[Point-per-instance localization data]
————————
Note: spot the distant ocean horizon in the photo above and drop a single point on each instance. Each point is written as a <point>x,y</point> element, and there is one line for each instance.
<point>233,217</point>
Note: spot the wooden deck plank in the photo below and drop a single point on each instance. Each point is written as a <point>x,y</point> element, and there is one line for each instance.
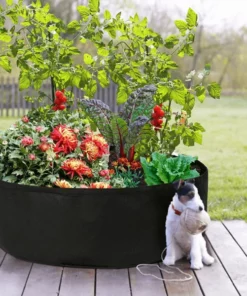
<point>77,282</point>
<point>110,282</point>
<point>13,276</point>
<point>230,254</point>
<point>146,285</point>
<point>43,280</point>
<point>188,288</point>
<point>214,280</point>
<point>238,229</point>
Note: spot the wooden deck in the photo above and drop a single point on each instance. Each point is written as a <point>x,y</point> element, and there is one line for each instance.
<point>227,277</point>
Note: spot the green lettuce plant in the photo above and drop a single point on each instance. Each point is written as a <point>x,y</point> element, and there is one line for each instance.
<point>128,53</point>
<point>163,169</point>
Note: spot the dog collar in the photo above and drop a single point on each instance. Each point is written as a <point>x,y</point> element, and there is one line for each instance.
<point>177,212</point>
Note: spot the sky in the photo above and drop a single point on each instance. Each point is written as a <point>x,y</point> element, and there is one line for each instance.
<point>213,13</point>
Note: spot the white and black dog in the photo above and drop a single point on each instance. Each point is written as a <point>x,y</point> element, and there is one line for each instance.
<point>179,242</point>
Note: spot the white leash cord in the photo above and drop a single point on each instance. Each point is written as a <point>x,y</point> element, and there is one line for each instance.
<point>188,277</point>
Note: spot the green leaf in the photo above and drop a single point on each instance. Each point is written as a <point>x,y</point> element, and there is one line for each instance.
<point>10,179</point>
<point>74,25</point>
<point>103,52</point>
<point>171,41</point>
<point>24,81</point>
<point>198,137</point>
<point>200,93</point>
<point>94,5</point>
<point>5,37</point>
<point>9,2</point>
<point>107,15</point>
<point>123,93</point>
<point>214,90</point>
<point>37,84</point>
<point>84,12</point>
<point>178,93</point>
<point>150,171</point>
<point>88,59</point>
<point>199,127</point>
<point>103,79</point>
<point>5,63</point>
<point>191,18</point>
<point>182,26</point>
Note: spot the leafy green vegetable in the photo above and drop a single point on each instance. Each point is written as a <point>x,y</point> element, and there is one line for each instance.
<point>164,169</point>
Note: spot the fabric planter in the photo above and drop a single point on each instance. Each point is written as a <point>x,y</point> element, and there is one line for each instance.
<point>103,228</point>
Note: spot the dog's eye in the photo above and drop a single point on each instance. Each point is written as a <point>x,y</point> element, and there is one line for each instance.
<point>191,194</point>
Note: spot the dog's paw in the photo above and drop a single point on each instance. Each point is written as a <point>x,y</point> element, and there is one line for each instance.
<point>208,260</point>
<point>169,261</point>
<point>196,265</point>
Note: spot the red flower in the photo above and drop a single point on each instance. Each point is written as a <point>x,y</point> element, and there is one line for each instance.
<point>123,161</point>
<point>62,184</point>
<point>100,185</point>
<point>58,107</point>
<point>27,141</point>
<point>44,147</point>
<point>94,146</point>
<point>39,128</point>
<point>65,138</point>
<point>76,166</point>
<point>105,174</point>
<point>43,139</point>
<point>25,119</point>
<point>135,165</point>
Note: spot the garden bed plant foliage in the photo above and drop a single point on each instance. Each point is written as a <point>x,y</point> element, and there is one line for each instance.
<point>92,147</point>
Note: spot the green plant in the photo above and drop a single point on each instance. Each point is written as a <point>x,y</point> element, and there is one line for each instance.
<point>54,151</point>
<point>132,56</point>
<point>123,131</point>
<point>164,169</point>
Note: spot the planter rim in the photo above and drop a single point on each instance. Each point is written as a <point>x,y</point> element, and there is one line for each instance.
<point>33,188</point>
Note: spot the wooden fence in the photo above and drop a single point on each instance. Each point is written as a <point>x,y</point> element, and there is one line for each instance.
<point>13,103</point>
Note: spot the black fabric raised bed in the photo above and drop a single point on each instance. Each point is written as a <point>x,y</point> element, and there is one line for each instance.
<point>110,228</point>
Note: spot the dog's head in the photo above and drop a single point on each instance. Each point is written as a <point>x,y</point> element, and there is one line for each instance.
<point>188,196</point>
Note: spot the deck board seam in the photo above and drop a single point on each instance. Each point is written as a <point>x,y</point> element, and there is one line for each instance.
<point>95,282</point>
<point>3,259</point>
<point>130,286</point>
<point>234,238</point>
<point>198,282</point>
<point>60,282</point>
<point>223,266</point>
<point>31,267</point>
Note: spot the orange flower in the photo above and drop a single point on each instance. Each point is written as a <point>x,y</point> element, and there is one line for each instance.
<point>123,161</point>
<point>62,184</point>
<point>77,166</point>
<point>94,146</point>
<point>100,185</point>
<point>65,138</point>
<point>135,165</point>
————————
What is needed is every line of the data above, set down exactly but with the images left out.

TASK OUTPUT:
Note: spot the distant ocean horizon in the photo above and drop a single point on each instance. Each point is written as a <point>x,y</point> element, and there is one line for each instance.
<point>233,217</point>
Note: spot the wooden deck plank in the photo below and drop a single point on each instance. Each point is written as a <point>x,y</point> element, and there is one line for each instance.
<point>77,282</point>
<point>110,282</point>
<point>13,276</point>
<point>230,254</point>
<point>146,285</point>
<point>43,280</point>
<point>188,288</point>
<point>214,280</point>
<point>238,229</point>
Note: spot the wooden deck in the photo above and drop a single point on each instance. Each point is written as a <point>x,y</point> element, and there is one line for each instance.
<point>227,277</point>
Note: spot the green lettuce plant in the photo above and drop a single point on each instance. Each point is written as a <point>x,y</point> element, and there is one line for each instance.
<point>128,53</point>
<point>163,169</point>
Note: spot the dog collar in the photo above and drop a single point on each instance. Each point is written as a <point>x,y</point> element, and there is one line for each instance.
<point>177,212</point>
Note: spot the sky in the photo above and drop a single point on each instance. Each point is written as a <point>x,y</point> element, and there is one line for each instance.
<point>213,13</point>
Note: spot the white and black dog in the photo above and drop a single point on each instance. Each point is written as a <point>x,y</point> element, and there is one line for each instance.
<point>179,242</point>
Note: spot the white leash cord in the photo above and drop a single point on each instance. Each point is written as a <point>x,y</point> element, and there is one line for each instance.
<point>188,277</point>
Note: spot the green leaf in the photo above and drop a single point on each instance. Each point is written as a <point>x,y</point> element, and there is one line for each instance.
<point>10,179</point>
<point>74,25</point>
<point>103,52</point>
<point>171,41</point>
<point>24,81</point>
<point>198,137</point>
<point>200,93</point>
<point>94,5</point>
<point>5,37</point>
<point>9,2</point>
<point>107,15</point>
<point>123,93</point>
<point>214,90</point>
<point>37,84</point>
<point>84,12</point>
<point>178,93</point>
<point>150,171</point>
<point>88,59</point>
<point>199,127</point>
<point>103,79</point>
<point>5,63</point>
<point>191,18</point>
<point>182,26</point>
Note: spot the leafy green vegetable in the photo above and drop a single point on each instance. Each point is written as a <point>x,y</point> element, and there is one line for each instance.
<point>164,169</point>
Note: spot the fabric planter in the photo above and drop a single point on each instance. Each point is written as a <point>x,y</point> element, and there is one line for each instance.
<point>103,228</point>
Note: spot the dog's eye in the photo above and drop a single point on each instance. Each point is written as a <point>x,y</point> element, and there is one line for each instance.
<point>191,194</point>
Note: spot the dog's paw in the photo above and drop a single point on each instance. Each point is written as a <point>x,y</point> element, and there is one line for each instance.
<point>208,260</point>
<point>169,261</point>
<point>196,265</point>
Note: spot the red flower in the photo above and drop a single point on each instance. Each point is written as a <point>x,y</point> element, and there is one line for each instance.
<point>123,161</point>
<point>62,184</point>
<point>100,185</point>
<point>58,107</point>
<point>27,141</point>
<point>44,147</point>
<point>94,146</point>
<point>39,128</point>
<point>65,138</point>
<point>76,166</point>
<point>105,174</point>
<point>43,139</point>
<point>25,119</point>
<point>135,165</point>
Note: spot the garden bed plant foliage in the photo above and drop a single point on each instance. Each point is written as a <point>x,y</point> element, and there is one line for each instance.
<point>92,147</point>
Note: spot the green plant in the photo above and drop a single point on each instance. Each point is written as a <point>x,y</point> element, and there is one line for each instance.
<point>54,151</point>
<point>132,56</point>
<point>123,131</point>
<point>164,169</point>
Note: spot the planter rim in the photo above and drop a single point on each instance. Each point is written as a <point>x,y</point> element, and there is one line for each instance.
<point>33,188</point>
Note: spot the wooden fence in the photo above and drop a single point on each instance. Each point is written as a <point>x,y</point> element, and there is one line for each instance.
<point>13,103</point>
Note: spot the black fabric raised bed in the photo above and drop a single point on each instance. Each point is written as a <point>x,y</point> element, and there is one line for each instance.
<point>110,228</point>
Note: spot the dog's head in the photo above and drop a single point on each instance. Each point is written as a <point>x,y</point> element, and there is one line for each instance.
<point>188,196</point>
Note: spot the deck board seam in the photo above and drop a single point on each instance. Each point is written as a <point>x,y</point> element, and there is one line for each instance.
<point>95,282</point>
<point>3,259</point>
<point>130,286</point>
<point>234,238</point>
<point>198,282</point>
<point>60,282</point>
<point>223,266</point>
<point>31,267</point>
Note: spot the orange flower in the photo above and drop a single point on each instance. Each point is written as a <point>x,y</point> element, and there is one line for each instance.
<point>123,161</point>
<point>62,184</point>
<point>77,166</point>
<point>94,146</point>
<point>100,185</point>
<point>65,138</point>
<point>135,165</point>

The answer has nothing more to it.